=== Records provided ===

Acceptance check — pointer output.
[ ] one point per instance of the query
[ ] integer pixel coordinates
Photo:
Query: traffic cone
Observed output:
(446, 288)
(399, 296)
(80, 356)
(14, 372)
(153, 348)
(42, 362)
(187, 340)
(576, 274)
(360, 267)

===

Transcribe every entry, keeping each line exactly as it reads.

- **Solution to the exercise**:
Acceptance check — pointer output.
[ ] one point per instance of the query
[ ] integer pixel coordinates
Photo:
Query: traffic cone
Observed output:
(446, 288)
(399, 296)
(80, 356)
(14, 372)
(153, 348)
(42, 362)
(187, 340)
(576, 274)
(360, 267)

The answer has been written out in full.